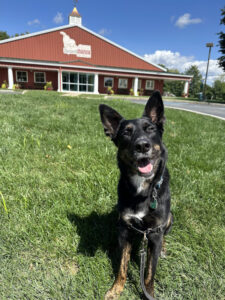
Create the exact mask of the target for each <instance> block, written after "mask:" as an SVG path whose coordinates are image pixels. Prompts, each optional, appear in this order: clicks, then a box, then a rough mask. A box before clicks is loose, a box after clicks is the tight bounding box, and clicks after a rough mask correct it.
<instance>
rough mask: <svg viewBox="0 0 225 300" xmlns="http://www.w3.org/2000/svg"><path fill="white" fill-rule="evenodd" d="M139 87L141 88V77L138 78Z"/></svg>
mask: <svg viewBox="0 0 225 300" xmlns="http://www.w3.org/2000/svg"><path fill="white" fill-rule="evenodd" d="M138 89H139V90H140V89H141V79H138Z"/></svg>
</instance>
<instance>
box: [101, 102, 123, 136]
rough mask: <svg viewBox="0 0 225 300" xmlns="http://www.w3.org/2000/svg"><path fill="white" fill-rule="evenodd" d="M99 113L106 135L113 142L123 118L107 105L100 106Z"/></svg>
mask: <svg viewBox="0 0 225 300" xmlns="http://www.w3.org/2000/svg"><path fill="white" fill-rule="evenodd" d="M99 112H100V116H101V121H102V124H103V127H104V130H105V134H106V135H107V136H109V137H110V138H111V139H112V140H113V139H114V138H115V137H116V134H117V131H118V129H119V125H120V122H121V120H123V117H122V116H121V115H120V114H119V113H118V112H117V111H116V110H115V109H113V108H111V107H110V106H108V105H105V104H100V105H99Z"/></svg>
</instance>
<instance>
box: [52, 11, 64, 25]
mask: <svg viewBox="0 0 225 300" xmlns="http://www.w3.org/2000/svg"><path fill="white" fill-rule="evenodd" d="M63 20H64V18H63V14H62V13H60V12H57V14H56V16H55V17H54V18H53V22H54V23H55V24H62V23H63Z"/></svg>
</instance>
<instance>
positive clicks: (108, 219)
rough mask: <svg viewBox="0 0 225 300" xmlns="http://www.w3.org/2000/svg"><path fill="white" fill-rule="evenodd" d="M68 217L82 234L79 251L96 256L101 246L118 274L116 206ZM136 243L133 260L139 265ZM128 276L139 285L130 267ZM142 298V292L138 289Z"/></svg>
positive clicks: (132, 258)
mask: <svg viewBox="0 0 225 300" xmlns="http://www.w3.org/2000/svg"><path fill="white" fill-rule="evenodd" d="M67 217H68V219H69V221H70V222H71V223H72V224H74V225H75V226H76V227H77V232H78V234H79V236H80V243H79V246H78V252H80V253H82V254H84V255H86V256H94V255H95V252H96V251H97V250H98V249H99V248H100V249H102V250H103V251H104V252H106V253H107V255H108V257H109V259H110V260H111V262H112V268H113V273H114V276H116V274H117V272H118V270H119V263H120V249H119V245H118V226H117V223H118V212H117V210H116V207H115V208H114V209H113V211H111V212H110V213H107V214H104V215H99V214H97V213H96V212H92V213H91V214H90V215H89V216H87V217H81V216H79V215H76V214H74V213H68V214H67ZM139 242H140V241H139V239H138V240H137V243H135V245H134V247H133V251H132V252H133V253H132V260H134V261H135V262H136V263H137V265H138V266H139V257H138V250H137V249H138V245H139ZM128 277H129V278H130V280H131V281H132V282H133V283H134V285H135V286H136V288H137V286H138V282H136V280H135V279H133V278H132V277H133V276H132V272H130V271H129V269H128ZM137 293H139V296H140V299H142V294H140V291H139V290H138V289H137Z"/></svg>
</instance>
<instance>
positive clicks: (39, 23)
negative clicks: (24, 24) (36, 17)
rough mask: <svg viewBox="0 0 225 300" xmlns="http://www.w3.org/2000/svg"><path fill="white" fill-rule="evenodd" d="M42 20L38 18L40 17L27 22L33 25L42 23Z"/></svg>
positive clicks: (31, 25) (39, 24)
mask: <svg viewBox="0 0 225 300" xmlns="http://www.w3.org/2000/svg"><path fill="white" fill-rule="evenodd" d="M40 23H41V22H40V21H39V20H38V19H34V20H32V21H28V22H27V24H28V25H29V26H32V25H40Z"/></svg>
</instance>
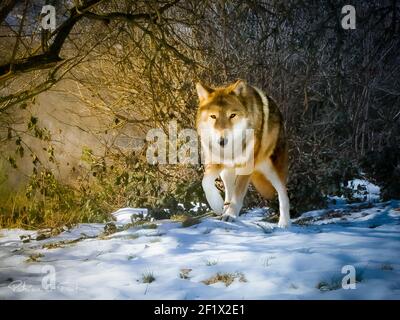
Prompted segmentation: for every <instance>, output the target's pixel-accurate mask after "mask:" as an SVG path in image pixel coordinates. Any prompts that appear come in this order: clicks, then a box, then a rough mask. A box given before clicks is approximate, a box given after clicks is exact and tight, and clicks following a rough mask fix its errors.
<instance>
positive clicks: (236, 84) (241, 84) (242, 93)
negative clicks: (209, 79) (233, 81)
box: [231, 80, 247, 96]
mask: <svg viewBox="0 0 400 320" xmlns="http://www.w3.org/2000/svg"><path fill="white" fill-rule="evenodd" d="M231 90H232V92H233V93H234V94H236V95H237V96H244V95H246V90H247V83H246V82H245V81H243V80H238V81H236V82H235V83H234V84H233V85H232V89H231Z"/></svg>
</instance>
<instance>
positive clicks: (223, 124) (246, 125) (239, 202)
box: [196, 80, 290, 227]
mask: <svg viewBox="0 0 400 320" xmlns="http://www.w3.org/2000/svg"><path fill="white" fill-rule="evenodd" d="M196 89H197V93H198V96H199V100H200V104H199V108H198V112H197V121H196V124H197V130H198V133H199V135H200V137H201V138H203V136H205V135H206V134H208V135H210V137H211V140H210V143H211V144H207V145H205V144H202V146H203V151H204V154H205V163H206V165H205V173H204V178H203V182H202V185H203V189H204V192H205V194H206V198H207V201H208V203H209V204H210V206H211V208H212V209H213V211H215V212H216V213H219V214H222V215H223V219H224V220H233V219H235V218H236V217H237V216H238V215H239V212H240V209H241V208H242V205H243V199H244V196H245V194H246V192H247V189H248V184H249V182H250V181H251V182H252V183H253V185H254V186H255V188H256V189H257V190H258V192H260V194H261V195H262V196H263V197H265V198H267V199H271V198H272V197H273V196H274V195H275V192H277V193H278V198H279V209H280V218H279V223H278V225H279V226H280V227H287V226H289V225H290V216H289V198H288V196H287V191H286V179H287V174H288V149H287V140H286V137H285V130H284V126H283V119H282V115H281V113H280V111H279V109H278V107H277V105H276V104H275V102H274V101H273V100H272V99H271V98H270V97H268V96H266V95H264V94H263V93H262V92H261V90H259V89H257V88H255V87H252V86H250V85H247V84H246V83H245V82H244V81H242V80H238V81H237V82H236V83H234V84H231V85H228V86H226V87H220V88H216V89H211V88H209V87H207V86H204V85H202V84H200V83H198V84H197V85H196ZM246 129H253V130H254V144H252V147H250V146H246V147H245V148H253V150H250V151H251V152H252V156H253V157H254V158H253V161H254V166H253V167H252V170H251V171H250V173H249V174H244V175H238V174H237V172H238V171H236V170H235V169H236V168H238V167H241V166H243V165H244V164H243V162H246V161H247V160H243V159H244V158H243V157H237V158H234V159H230V161H228V160H227V161H221V162H220V163H212V161H210V159H208V158H209V157H210V150H211V149H210V150H209V148H211V147H210V146H211V145H213V146H217V147H219V148H221V150H223V149H224V148H226V146H227V145H228V144H229V143H233V141H232V142H231V140H234V139H235V137H236V135H235V132H240V131H244V130H246ZM239 158H240V159H239ZM246 159H247V158H246ZM219 176H220V177H221V179H222V181H223V183H224V186H225V201H223V199H222V197H221V195H220V193H219V191H218V189H217V188H216V186H215V180H216V179H217V178H218V177H219Z"/></svg>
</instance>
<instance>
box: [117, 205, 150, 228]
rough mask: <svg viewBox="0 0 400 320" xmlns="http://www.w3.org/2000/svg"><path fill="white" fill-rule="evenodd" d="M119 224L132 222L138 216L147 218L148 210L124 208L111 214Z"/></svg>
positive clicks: (144, 217)
mask: <svg viewBox="0 0 400 320" xmlns="http://www.w3.org/2000/svg"><path fill="white" fill-rule="evenodd" d="M111 215H112V216H113V217H114V218H115V220H116V222H117V224H120V225H125V224H128V223H132V222H134V221H135V220H137V218H138V219H139V218H146V217H147V215H148V210H147V209H146V208H122V209H119V210H117V211H115V212H113V213H112V214H111Z"/></svg>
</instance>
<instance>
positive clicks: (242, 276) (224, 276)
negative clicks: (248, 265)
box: [202, 272, 247, 287]
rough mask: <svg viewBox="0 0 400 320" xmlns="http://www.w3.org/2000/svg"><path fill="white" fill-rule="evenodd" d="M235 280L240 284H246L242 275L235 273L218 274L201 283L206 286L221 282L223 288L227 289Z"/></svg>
mask: <svg viewBox="0 0 400 320" xmlns="http://www.w3.org/2000/svg"><path fill="white" fill-rule="evenodd" d="M235 279H239V281H240V282H247V280H246V278H245V276H244V274H243V273H241V272H235V273H228V272H225V273H220V272H218V273H217V274H216V275H214V276H212V277H211V278H208V279H206V280H203V281H202V282H203V283H204V284H206V285H210V284H214V283H217V282H223V283H224V284H225V286H226V287H228V286H230V285H231V284H232V283H233V281H235Z"/></svg>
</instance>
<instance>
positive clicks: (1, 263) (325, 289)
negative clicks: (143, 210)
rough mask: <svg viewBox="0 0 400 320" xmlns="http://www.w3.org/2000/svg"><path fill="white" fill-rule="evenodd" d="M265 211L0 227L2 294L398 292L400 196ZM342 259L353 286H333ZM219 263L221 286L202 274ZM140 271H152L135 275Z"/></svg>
mask: <svg viewBox="0 0 400 320" xmlns="http://www.w3.org/2000/svg"><path fill="white" fill-rule="evenodd" d="M264 213H265V210H264V209H257V210H253V211H250V212H248V213H247V214H244V215H242V216H241V217H240V219H239V220H238V221H236V222H223V221H220V220H217V219H215V218H205V219H203V220H202V222H201V223H199V224H196V225H193V226H191V227H187V228H183V227H182V226H181V223H179V222H171V221H169V220H162V221H154V222H153V223H156V224H157V228H156V229H154V228H145V227H143V226H137V227H131V228H127V229H126V230H122V229H120V231H118V232H116V233H113V234H111V235H104V234H102V232H103V229H104V224H81V225H79V226H77V227H76V228H73V229H71V230H67V231H64V232H62V233H61V234H59V235H57V236H55V237H50V238H47V239H44V240H40V241H36V240H35V237H36V235H37V232H34V231H26V230H15V229H14V230H6V229H3V230H0V299H79V298H82V299H399V298H400V255H399V252H400V251H399V249H400V233H399V231H400V201H398V200H393V201H390V202H385V203H374V204H373V205H371V204H369V203H365V202H363V203H358V204H352V205H340V207H337V208H328V209H324V210H318V211H314V212H308V213H305V214H303V215H302V216H301V217H300V218H297V219H295V220H294V223H293V225H292V227H290V228H289V229H288V230H282V229H279V228H277V227H276V224H273V223H268V222H266V221H263V219H264ZM22 235H30V236H31V239H32V240H31V241H30V242H26V243H23V242H22V241H21V239H20V236H22ZM54 243H58V246H57V245H55V246H52V245H51V244H54ZM32 256H33V259H32V258H31V260H30V261H29V262H28V261H27V260H28V259H29V257H32ZM35 257H36V258H35ZM346 265H350V266H354V268H355V270H356V274H357V277H358V281H359V282H357V283H356V289H353V290H352V289H348V290H345V289H343V288H342V287H341V282H342V279H343V277H344V276H345V274H342V272H341V271H342V268H343V267H344V266H346ZM182 269H187V270H186V271H185V272H186V276H185V277H180V274H181V273H182V272H183V271H182ZM217 273H230V274H232V275H236V276H235V277H234V280H233V282H232V283H231V284H230V285H229V286H226V285H225V284H224V283H222V282H217V283H214V284H210V285H206V284H204V283H203V282H202V281H204V280H207V279H209V278H212V277H213V276H215V275H216V274H217ZM145 275H153V276H154V277H155V281H154V282H151V283H143V276H145ZM239 275H243V278H240V276H239ZM185 278H186V279H185ZM49 284H50V285H49Z"/></svg>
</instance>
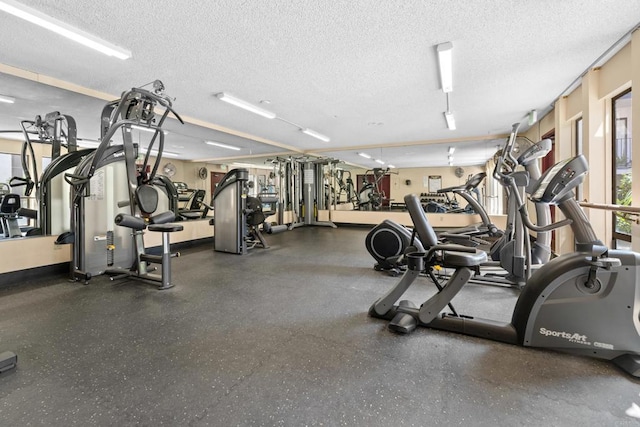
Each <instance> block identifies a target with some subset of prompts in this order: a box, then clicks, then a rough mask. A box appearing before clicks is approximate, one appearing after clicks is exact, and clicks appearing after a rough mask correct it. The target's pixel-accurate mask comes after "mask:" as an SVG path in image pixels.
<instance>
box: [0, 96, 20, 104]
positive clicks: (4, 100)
mask: <svg viewBox="0 0 640 427" xmlns="http://www.w3.org/2000/svg"><path fill="white" fill-rule="evenodd" d="M0 102H4V103H7V104H13V103H14V102H16V99H15V98H13V97H11V96H6V95H0Z"/></svg>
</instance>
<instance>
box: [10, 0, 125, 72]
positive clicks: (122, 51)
mask: <svg viewBox="0 0 640 427" xmlns="http://www.w3.org/2000/svg"><path fill="white" fill-rule="evenodd" d="M0 10H2V11H4V12H7V13H10V14H11V15H14V16H17V17H18V18H21V19H24V20H25V21H29V22H31V23H32V24H36V25H39V26H41V27H42V28H46V29H47V30H49V31H53V32H54V33H57V34H60V35H61V36H63V37H66V38H68V39H71V40H73V41H75V42H77V43H80V44H82V45H84V46H87V47H90V48H91V49H94V50H97V51H98V52H101V53H104V54H105V55H109V56H114V57H116V58H118V59H123V60H124V59H129V58H131V51H130V50H127V49H123V48H121V47H119V46H116V45H114V44H112V43H109V42H108V41H105V40H102V39H100V38H98V37H96V36H94V35H91V34H89V33H87V32H85V31H82V30H80V29H78V28H75V27H72V26H71V25H69V24H66V23H64V22H62V21H60V20H58V19H55V18H52V17H51V16H49V15H45V14H44V13H42V12H40V11H38V10H36V9H33V8H30V7H28V6H25V5H23V4H20V3H18V2H16V1H13V0H2V1H0Z"/></svg>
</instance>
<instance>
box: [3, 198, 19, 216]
mask: <svg viewBox="0 0 640 427" xmlns="http://www.w3.org/2000/svg"><path fill="white" fill-rule="evenodd" d="M18 209H20V196H19V195H18V194H5V195H4V196H3V197H2V204H0V211H1V212H2V213H4V214H13V213H16V212H17V211H18Z"/></svg>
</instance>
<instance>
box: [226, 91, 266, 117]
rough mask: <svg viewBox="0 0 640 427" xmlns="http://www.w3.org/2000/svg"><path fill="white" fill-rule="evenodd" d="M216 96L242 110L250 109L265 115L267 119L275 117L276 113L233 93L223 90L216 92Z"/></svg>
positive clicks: (263, 116) (257, 113) (257, 112)
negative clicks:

----

* Your instructions: Exactly the lines from the one containing "positive clicks: (122, 51)" through the final line of the records must appear in your reply, and no others.

* Task solution:
positive clicks: (122, 51)
mask: <svg viewBox="0 0 640 427" xmlns="http://www.w3.org/2000/svg"><path fill="white" fill-rule="evenodd" d="M0 10H2V11H4V12H7V13H10V14H11V15H14V16H17V17H18V18H21V19H24V20H25V21H29V22H31V23H32V24H36V25H39V26H41V27H42V28H46V29H47V30H49V31H53V32H54V33H57V34H60V35H61V36H63V37H66V38H68V39H71V40H73V41H75V42H77V43H80V44H82V45H84V46H87V47H90V48H91V49H94V50H97V51H98V52H101V53H104V54H105V55H109V56H114V57H116V58H118V59H123V60H124V59H129V58H131V51H130V50H127V49H123V48H121V47H119V46H116V45H114V44H112V43H109V42H108V41H105V40H102V39H100V38H98V37H96V36H94V35H91V34H89V33H87V32H85V31H82V30H80V29H78V28H75V27H72V26H71V25H69V24H66V23H64V22H62V21H60V20H58V19H55V18H52V17H51V16H49V15H45V14H44V13H42V12H40V11H38V10H36V9H33V8H30V7H28V6H25V5H23V4H20V3H18V2H16V1H13V0H2V1H0Z"/></svg>
</instance>
<instance>
box: [3, 198, 19, 216]
mask: <svg viewBox="0 0 640 427" xmlns="http://www.w3.org/2000/svg"><path fill="white" fill-rule="evenodd" d="M18 209H20V196H19V195H18V194H5V195H4V196H3V197H2V204H0V211H1V212H2V213H4V214H13V213H16V212H17V211H18Z"/></svg>
</instance>
<instance>
box: [226, 91, 266, 117]
rough mask: <svg viewBox="0 0 640 427" xmlns="http://www.w3.org/2000/svg"><path fill="white" fill-rule="evenodd" d="M216 96L242 110L250 109L265 115L267 119L275 117L276 113L233 93L223 90L216 92Z"/></svg>
positive clicks: (263, 116) (257, 113) (257, 112)
negative clicks:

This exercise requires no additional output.